WORK TO BE COMPLETED: Starting from the first line, set down the entire listing exactly.

SOURCE MATERIAL:
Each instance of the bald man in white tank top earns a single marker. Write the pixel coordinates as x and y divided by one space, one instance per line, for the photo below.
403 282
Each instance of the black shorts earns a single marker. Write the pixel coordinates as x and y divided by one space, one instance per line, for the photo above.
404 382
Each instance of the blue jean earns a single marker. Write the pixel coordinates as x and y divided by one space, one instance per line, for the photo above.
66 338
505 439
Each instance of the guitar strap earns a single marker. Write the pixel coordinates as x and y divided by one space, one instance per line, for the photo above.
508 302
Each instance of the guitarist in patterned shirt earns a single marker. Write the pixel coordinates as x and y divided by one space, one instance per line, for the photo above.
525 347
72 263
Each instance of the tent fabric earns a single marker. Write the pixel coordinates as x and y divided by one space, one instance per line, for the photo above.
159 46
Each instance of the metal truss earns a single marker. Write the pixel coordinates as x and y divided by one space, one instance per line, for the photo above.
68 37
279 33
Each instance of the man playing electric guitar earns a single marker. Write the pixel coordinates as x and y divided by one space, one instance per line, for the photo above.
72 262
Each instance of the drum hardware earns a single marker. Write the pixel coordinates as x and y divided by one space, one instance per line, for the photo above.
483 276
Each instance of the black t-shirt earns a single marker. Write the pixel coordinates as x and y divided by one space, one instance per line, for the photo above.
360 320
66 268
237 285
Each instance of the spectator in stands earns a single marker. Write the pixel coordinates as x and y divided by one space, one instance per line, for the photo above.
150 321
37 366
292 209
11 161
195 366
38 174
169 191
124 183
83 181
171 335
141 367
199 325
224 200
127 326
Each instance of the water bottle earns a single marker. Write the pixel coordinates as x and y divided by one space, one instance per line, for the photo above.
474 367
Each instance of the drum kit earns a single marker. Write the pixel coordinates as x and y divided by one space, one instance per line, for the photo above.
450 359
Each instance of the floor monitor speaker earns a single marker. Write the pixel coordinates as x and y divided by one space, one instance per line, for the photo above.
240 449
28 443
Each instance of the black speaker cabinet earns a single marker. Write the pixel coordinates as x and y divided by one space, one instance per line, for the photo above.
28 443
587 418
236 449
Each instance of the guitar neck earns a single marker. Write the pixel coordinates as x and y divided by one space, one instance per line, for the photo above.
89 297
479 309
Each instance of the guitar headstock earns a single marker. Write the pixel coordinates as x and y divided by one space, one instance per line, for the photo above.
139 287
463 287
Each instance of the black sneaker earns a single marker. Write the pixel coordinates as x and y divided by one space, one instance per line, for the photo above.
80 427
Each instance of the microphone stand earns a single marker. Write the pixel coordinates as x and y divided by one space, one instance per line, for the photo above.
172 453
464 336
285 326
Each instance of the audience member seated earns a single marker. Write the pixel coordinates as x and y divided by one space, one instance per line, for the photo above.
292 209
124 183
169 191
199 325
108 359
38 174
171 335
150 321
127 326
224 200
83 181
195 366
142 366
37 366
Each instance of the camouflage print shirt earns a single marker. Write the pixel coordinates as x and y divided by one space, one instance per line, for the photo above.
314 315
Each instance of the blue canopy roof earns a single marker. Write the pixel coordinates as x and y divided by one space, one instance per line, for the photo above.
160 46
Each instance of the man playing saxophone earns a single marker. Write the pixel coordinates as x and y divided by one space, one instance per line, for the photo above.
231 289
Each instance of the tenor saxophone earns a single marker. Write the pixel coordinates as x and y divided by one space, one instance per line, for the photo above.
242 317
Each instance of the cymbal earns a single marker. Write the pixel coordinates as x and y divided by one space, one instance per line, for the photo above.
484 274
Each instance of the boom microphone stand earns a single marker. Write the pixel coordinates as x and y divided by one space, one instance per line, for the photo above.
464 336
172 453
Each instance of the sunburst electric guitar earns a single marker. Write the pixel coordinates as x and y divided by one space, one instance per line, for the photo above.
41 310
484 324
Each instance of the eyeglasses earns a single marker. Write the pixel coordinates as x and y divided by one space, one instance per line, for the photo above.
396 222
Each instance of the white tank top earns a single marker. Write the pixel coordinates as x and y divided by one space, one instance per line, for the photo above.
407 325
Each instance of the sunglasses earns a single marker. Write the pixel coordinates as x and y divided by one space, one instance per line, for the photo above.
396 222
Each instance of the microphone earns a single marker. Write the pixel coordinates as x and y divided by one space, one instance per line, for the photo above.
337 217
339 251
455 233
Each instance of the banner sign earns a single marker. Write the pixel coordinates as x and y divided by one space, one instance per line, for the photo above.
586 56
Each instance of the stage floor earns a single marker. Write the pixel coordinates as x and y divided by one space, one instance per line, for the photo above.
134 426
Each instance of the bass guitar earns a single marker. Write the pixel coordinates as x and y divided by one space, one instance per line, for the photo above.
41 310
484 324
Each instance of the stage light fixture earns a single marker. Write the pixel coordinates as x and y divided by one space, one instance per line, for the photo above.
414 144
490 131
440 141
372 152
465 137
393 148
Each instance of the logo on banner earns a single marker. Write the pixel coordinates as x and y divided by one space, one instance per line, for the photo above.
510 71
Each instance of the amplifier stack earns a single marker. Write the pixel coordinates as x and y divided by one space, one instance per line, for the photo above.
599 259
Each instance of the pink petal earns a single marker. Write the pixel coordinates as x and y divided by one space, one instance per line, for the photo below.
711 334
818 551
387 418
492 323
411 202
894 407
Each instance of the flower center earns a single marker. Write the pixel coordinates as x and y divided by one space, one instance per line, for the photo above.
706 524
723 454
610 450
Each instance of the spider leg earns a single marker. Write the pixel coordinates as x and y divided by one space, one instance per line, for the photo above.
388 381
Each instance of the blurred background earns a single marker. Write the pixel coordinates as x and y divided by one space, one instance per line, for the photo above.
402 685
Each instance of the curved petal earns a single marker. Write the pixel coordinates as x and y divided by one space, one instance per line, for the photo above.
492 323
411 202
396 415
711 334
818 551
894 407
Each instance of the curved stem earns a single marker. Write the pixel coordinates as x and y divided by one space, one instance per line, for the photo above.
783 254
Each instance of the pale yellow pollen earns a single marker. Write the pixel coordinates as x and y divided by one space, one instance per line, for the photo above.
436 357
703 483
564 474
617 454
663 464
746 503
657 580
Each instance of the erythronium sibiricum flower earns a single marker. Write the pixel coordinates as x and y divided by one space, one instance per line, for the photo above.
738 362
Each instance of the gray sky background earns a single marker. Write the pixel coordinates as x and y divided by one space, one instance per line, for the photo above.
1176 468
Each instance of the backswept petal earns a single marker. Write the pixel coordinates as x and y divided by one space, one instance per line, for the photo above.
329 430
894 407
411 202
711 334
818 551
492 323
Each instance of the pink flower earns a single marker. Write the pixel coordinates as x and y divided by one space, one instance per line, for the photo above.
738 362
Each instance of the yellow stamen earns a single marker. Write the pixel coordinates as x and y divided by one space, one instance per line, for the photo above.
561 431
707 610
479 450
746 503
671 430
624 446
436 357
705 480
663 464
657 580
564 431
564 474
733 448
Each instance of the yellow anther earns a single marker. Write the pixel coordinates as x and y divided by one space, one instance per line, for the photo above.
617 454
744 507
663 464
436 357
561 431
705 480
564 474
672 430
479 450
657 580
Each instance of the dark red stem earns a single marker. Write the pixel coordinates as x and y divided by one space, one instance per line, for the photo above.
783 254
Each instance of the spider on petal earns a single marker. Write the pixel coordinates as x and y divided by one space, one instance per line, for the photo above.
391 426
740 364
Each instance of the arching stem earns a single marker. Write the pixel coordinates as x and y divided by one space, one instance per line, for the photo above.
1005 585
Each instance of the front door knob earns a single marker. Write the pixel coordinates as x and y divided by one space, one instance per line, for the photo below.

RESPONSE BOX:
Each instance of the bald man in white tank top earns a single marker. Write the pixel coordinates as x and y divided by one space, one instance per line, for the photo below.
403 282
Each instance of the black shorts earns a single marker. Write the pixel coordinates as x and y divided by one space, one instance per line, for the photo above.
404 382
Each instance of the blue jean earns a single marker. Write the pixel coordinates as x and y divided by one space, one instance per line, for the photo above.
66 338
505 439
Each instance of the guitar strap earns a single marker. Write the pixel coordinates as x and y divided by one space, one instance per line, for the photo above.
508 302
Each instance of the guitarist in patterned shirt earns a single marker. Write the pixel coordinates as x and y divided by one space, one instance per line, for the photo above.
525 347
72 263
Each instance of the tent fabric earns a single marker. Write the pixel coordinates as x and y divided by one space, one instance per line, for the photo above.
159 46
Each instance of the metal truss earns a single marker. Write the pixel coordinates as x and y divided by one space, one instance per line, for the photo above.
68 37
279 33
Each instance of the man playing electric guitar earns a single marker. Write the pixel coordinates as x and y divided by one space, one instance per line, for the photo above.
72 262
Each instance of the drum hardware earns a single marker. Write the pixel coordinates as x and y divided by one space, one instance per line, for the photo above.
483 276
Each instance of the black t-shirt earns a single marker. Write the pixel coordinates as x and y divided by one space, one instance per line, for the photo above.
360 320
66 268
237 285
Each instance of the spectator in stands earns a single marker. Write the pixel coordinates as x and y divided by one space, one instance per line, for the photo above.
150 321
37 366
292 209
11 161
195 366
38 174
169 191
124 183
83 181
171 335
141 367
199 325
224 200
127 326
Each instance of the water bottle earns a single marker. Write the pixel coordinates as x and y divided by one space, one instance per line, for the photo above.
474 367
Each instance of the drum kit earns a single marker. Write the pixel coordinates as x and y divided by one space, one instance per line, for the photo above.
450 359
Each instance of the floor monitor speaker earns a single marker. Write the pixel coordinates as x and y divided by one space, one instance per line, for the photo above.
240 449
28 443
Each instance of the black speaker cabinet earns a single marker. Write the pixel coordinates as x and y divided by one space, one instance per line, for the photo above.
28 443
587 418
236 449
Each instance of the guitar neck earns a single marker. Write the pixel coordinates as x and y divided by one space, one instance per line, for the photo above.
89 297
479 309
Each instance of the guitar headstock earns a single marker. Write the pixel coordinates as x and y divided by one space, one instance per line, for the photo above.
139 287
463 287
Each instance of the black sneaker earns a single marker. Write the pixel coordinates as x and y divided by one space, one instance per line, for the photo above.
80 427
Each instance of the microphone stand earns a single marker. Write the pixel coordinates as x and y divided by one space, one instance per line, for the photo above.
172 453
464 336
285 326
Each instance of the audience member seated earns a single marker. Write the pixel coordinates as x and y divided by one space, one instance per line, for the photo above.
292 209
124 183
169 191
199 325
108 359
38 174
171 335
150 321
127 326
224 200
83 181
195 366
142 366
37 366
Each instance of the camouflage print shirt earns a single marker. Write the pixel coordinates as x and y divided by one space, one instance per line, for the photo above.
314 315
Each instance of the blue canopy roof earns a single marker. Write the pixel coordinates as x and y divided by one space, one instance per line, for the photo above.
160 46
Each instance of the man playing saxophone earns a single marker. Write the pixel coordinates as x and y divided by one space, one instance per line, for the photo above.
231 289
Each instance of the tenor saxophone earns a single marker. Write the pixel coordinates as x and y divided by one space, one instance per line, for the photo above.
242 317
Each instance of the cymbal earns a single marker. Write the pixel coordinates as x and y divided by one space, one instance per line, for the photo above.
484 274
Each instance of the boom microphone stand earns a single marker. Write the pixel coordinates as x and y divided by one space, one instance per line, for the photo above.
464 336
172 453
Each instance of the sunburst electric guitar earns a single marker. Write the pixel coordinates as x and y divided by one space, one instance per line, for the photo above.
41 310
484 324
Each instance of the eyeglasses earns a single marker. Write the pixel coordinates as x and y divided by one space, one instance per line, for the photo above.
396 222
Each instance of the white tank top earns a single marker. Write the pixel coordinates as x and y divided by one space, one instance per line, for the photo above.
407 325
Each instance of the sunglasses earns a single marker. Write the pixel coordinates as x and y divided by one space, one instance per line, for the photo above.
396 222
Each instance of the microphone earns a single marker. Write the pixel coordinates as x and y divided by one space, one instance per line, for the photo above.
337 217
339 251
455 233
Each instance of the banner sign earns a single marker. Write the pixel coordinates as x and y divided by one space, one instance per line, for the photo above.
586 56
Each instance of the stage floor earns a single marker. Write the pixel coordinates as x and y divided by one space, one instance per line, for the photo above.
134 426
Each instance of the bass guitar earns a single marker. Write the pixel coordinates as x and y divided by one space, one instance per line, for the photo above.
41 310
484 324
Each instance of the stage light fixture earns a single marker. Write the pixel coordinates as x and y divided by one space, one instance per line, for the photo above.
414 144
490 131
440 141
372 152
465 137
393 148
Each instance of the logo on banner earns a single marker. Write the pixel coordinates as x and y divided by one space, one instance per line, for the photo above.
510 71
Each instance of the amplifier stack earns a single marker. Write the pixel coordinates as x and y divided by one space, one instance per line, for the photo above.
599 259
Each instance of the pink petal earns a single marker. Write the pixel coordinates as x and y divided by one space, one instance per line, for the photo below.
711 334
818 551
387 418
492 323
411 202
894 407
Each instance of the flower center earns a single marker. Write the pixel coordinates as x and y divided by one space, one instance per line, for the photo above.
706 524
723 454
610 450
Each instance of the spider leg earns a single marker. Write the pixel coordinates as x and y divided by one space, one instance per line, for the photo above.
388 381
Each instance of the blurred background earns a single marker. Write the pixel coordinates as x and y divided by one space, one instance per line, for the photo above.
402 685
Each instance of the curved petal earns a single marker. Write the pixel coordinates as x and y divided by one space, one instance per line, for the photo above.
492 323
411 202
396 415
711 334
818 551
894 407
Each instance of the curved stem earns a single marker. Write the pixel coordinates as x and y divided by one space, one instance per line, for the photo above.
783 254
Each instance of the pale yellow pollen earns a single marker. Write the pixel coordinates as x and y divided by one space, one instance per line, for the photo above.
436 357
703 483
564 474
617 454
663 464
746 503
657 580
Each instance of the erythronium sibiricum flower earns a single marker. Write the pixel coordinates as x and y divided by one space, one instance per line, for the photo above.
738 362
Each instance of the gray sky background earns a single marker. Write the pixel coordinates as x and y divided by one space, one instance per line, for the photo above.
1176 468
Each instance of the backswept petal earns a single marker. Write the pixel coordinates as x and y divided by one space, one instance per line, for the photo above.
329 430
894 407
411 202
711 334
818 551
492 323
Each instance of the pink flower earns a single marker. Write the pixel coordinates as x and y divided by one space, one instance per line, for the photo above.
738 362
Each instance of the yellow stamen earns a single marker. Write the pixel coordinates as x and y divided by one space, one instance per line, for the photo above.
561 431
707 610
479 450
746 503
671 430
624 446
436 357
705 480
663 464
657 580
564 431
564 474
733 448
Each instance of the yellow anther earns a single marker. Write the pixel coordinates as x and y divided by one space, one instance per line, for the photo above.
617 454
744 507
663 464
436 357
561 431
705 480
564 474
672 430
479 450
657 580
Each instance of the dark red stem earns a single marker. Write the pixel coordinates as x and y divided by one space, one instance per line, for the photo above.
783 254
Each instance of the spider on petal earns a single marker. Write the pixel coordinates as x and y divided by one space, one instance per line, for the photo above.
391 426
740 364
Each instance of the arching stem earns a single marker. Write the pixel coordinates as x and y divided by one space, one instance per line, for the photo above.
1005 585
Each instance of the front door knob earns a single marker. Write the pixel coordinates as x and y divided by one space, one instance per line, for the photo below.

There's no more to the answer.